-- start Entries supplied --
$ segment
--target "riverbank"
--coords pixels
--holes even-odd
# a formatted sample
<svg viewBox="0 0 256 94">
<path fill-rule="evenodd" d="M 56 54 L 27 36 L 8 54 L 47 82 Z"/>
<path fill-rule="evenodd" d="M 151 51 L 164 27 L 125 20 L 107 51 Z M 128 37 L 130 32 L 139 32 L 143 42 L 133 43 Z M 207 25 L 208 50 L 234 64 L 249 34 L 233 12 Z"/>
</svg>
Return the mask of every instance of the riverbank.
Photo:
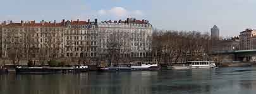
<svg viewBox="0 0 256 94">
<path fill-rule="evenodd" d="M 217 66 L 219 67 L 251 66 L 256 66 L 256 63 L 240 61 L 224 62 L 218 63 Z"/>
</svg>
-- end Entries supplied --
Directive:
Display each line of the items above that contains the string "riverbank".

Result of the exercise:
--target "riverbank"
Return the mask of every instance of the riverbank.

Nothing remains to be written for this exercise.